--- WHAT YOU ARE ASKED TO DO ---
All of the entries should be written out again exactly.

(Saved data entries)

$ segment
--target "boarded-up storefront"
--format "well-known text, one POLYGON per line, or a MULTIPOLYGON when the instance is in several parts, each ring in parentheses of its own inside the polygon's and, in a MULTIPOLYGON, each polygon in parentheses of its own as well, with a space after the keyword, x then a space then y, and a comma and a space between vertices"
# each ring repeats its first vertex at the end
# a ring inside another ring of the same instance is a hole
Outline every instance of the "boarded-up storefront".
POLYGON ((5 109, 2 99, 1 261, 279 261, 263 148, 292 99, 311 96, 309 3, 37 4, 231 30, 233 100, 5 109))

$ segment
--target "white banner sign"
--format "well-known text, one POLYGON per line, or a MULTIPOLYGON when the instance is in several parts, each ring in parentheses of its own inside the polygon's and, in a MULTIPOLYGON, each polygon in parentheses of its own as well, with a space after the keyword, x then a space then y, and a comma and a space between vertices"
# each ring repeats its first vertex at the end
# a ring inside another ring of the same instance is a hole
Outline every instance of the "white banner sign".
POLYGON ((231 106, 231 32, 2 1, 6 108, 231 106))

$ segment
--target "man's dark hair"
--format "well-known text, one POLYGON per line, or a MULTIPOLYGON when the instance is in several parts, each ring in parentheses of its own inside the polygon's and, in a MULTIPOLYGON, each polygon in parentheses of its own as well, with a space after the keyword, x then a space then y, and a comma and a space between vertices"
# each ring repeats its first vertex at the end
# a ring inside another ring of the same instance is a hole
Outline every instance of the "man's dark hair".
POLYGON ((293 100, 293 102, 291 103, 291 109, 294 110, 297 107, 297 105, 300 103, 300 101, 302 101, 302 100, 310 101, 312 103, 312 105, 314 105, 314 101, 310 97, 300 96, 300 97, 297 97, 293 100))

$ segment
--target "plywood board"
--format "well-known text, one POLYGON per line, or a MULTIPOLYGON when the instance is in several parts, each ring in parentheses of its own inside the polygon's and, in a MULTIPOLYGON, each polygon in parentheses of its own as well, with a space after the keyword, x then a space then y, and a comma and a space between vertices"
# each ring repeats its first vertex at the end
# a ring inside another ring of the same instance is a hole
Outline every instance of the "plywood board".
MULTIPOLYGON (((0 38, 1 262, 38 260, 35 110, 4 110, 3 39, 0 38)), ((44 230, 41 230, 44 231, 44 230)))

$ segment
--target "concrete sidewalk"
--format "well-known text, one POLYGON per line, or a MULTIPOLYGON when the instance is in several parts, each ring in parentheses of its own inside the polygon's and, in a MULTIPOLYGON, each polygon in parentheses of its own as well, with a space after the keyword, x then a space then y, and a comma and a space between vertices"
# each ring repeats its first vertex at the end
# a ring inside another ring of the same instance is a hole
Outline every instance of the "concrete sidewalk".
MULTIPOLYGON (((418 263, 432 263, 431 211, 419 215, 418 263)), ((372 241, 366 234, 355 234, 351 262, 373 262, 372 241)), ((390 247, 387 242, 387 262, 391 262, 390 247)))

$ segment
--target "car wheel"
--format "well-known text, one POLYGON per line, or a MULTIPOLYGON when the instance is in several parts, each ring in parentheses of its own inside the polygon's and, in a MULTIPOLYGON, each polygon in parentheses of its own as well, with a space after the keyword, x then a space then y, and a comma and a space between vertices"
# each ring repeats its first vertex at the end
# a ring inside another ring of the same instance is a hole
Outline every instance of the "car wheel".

--- OUTPUT FOR THIS TASK ---
$ segment
--target "boarded-up storefront"
--format "well-known text, one POLYGON per line, or a MULTIPOLYGON when the instance is in several parts, each ring in parentheses of its own inside the polygon's and, in a MULTIPOLYGON, each polygon in parentheses of its own as well, with a space after the keyword, x then a space then y, and a comma and a space between vertices"
# each ring repeats its first vertex at the end
# a ring inside another ring of the same instance is a hole
Outline every instance of the "boarded-up storefront".
POLYGON ((5 109, 2 99, 1 261, 279 261, 263 148, 292 99, 311 96, 309 3, 37 4, 231 30, 233 100, 5 109))

$ segment
--target "white banner sign"
--format "well-known text, one POLYGON per line, or a MULTIPOLYGON when the instance is in several parts, each ring in parentheses of its own inside the polygon's and, in a MULTIPOLYGON, each polygon in parentheses of its own as well, with a space after the keyword, x then a space then y, and a comma and a space between vertices"
# each ring repeats its first vertex at the end
# a ring inside another ring of the same instance is a hole
Outline every instance of the "white banner sign".
POLYGON ((231 106, 231 32, 2 1, 6 108, 231 106))

$ segment
--target "man's dark hair"
--format "well-known text, one POLYGON per line, or a MULTIPOLYGON when the instance is in several parts, each ring in parentheses of its own inside the polygon's and, in a MULTIPOLYGON, each polygon in parentheses of its own as well, with a space after the keyword, x then a space then y, and a comma and a space between vertices"
# each ring repeats its first vertex at the end
# a ring inside another ring of the same instance is a hole
Outline every instance of the "man's dark hair".
POLYGON ((293 100, 293 102, 291 103, 291 109, 294 110, 297 107, 297 105, 300 103, 300 101, 302 101, 302 100, 310 101, 312 103, 312 105, 314 105, 314 101, 310 97, 300 96, 300 97, 297 97, 293 100))

$ segment
--target "plywood board"
--format "well-known text, one POLYGON per line, or a MULTIPOLYGON when the instance is in several parts, each ring in parentheses of its own inside the polygon's and, in a MULTIPOLYGON, each polygon in parentheses of its own as well, with a space after the keyword, x then a space then y, and a comma and a space between vertices"
# each ring repeats its first vertex at the end
# a ring inside another ring of the same instance is a hole
Outline every instance of the "plywood board".
MULTIPOLYGON (((0 38, 1 262, 38 260, 35 110, 4 110, 3 39, 0 38)), ((44 230, 41 230, 44 231, 44 230)))

$ segment
--target "concrete sidewalk"
--format "well-known text, one POLYGON per line, or a MULTIPOLYGON when the instance is in several parts, each ring in parentheses of its own inside the polygon's and, in a MULTIPOLYGON, each polygon in parentheses of its own as well, with a space after the keyword, x then a space then y, and a comma and a space between vertices"
# each ring repeats its first vertex at the end
# a ring inside another ring of the same instance is a hole
Outline every instance of the "concrete sidewalk".
MULTIPOLYGON (((418 263, 432 263, 431 211, 419 215, 418 263)), ((372 241, 366 234, 355 234, 351 262, 373 262, 372 241)), ((390 247, 387 242, 387 262, 391 262, 390 247)))

$ segment
--target "car wheel"
--format "well-known text, one POLYGON per line, or a MULTIPOLYGON when the instance is in several parts, each ring in parentheses of its own inside the polygon's and, in a MULTIPOLYGON, each polygon in parentheses of its own as well, with a space after the keyword, x then a space then y, and a comma and a space between vertices"
# each ring repeats its first vertex at the end
# a ring inside another ring of the same instance is a hole
Outline every instance of the "car wheel".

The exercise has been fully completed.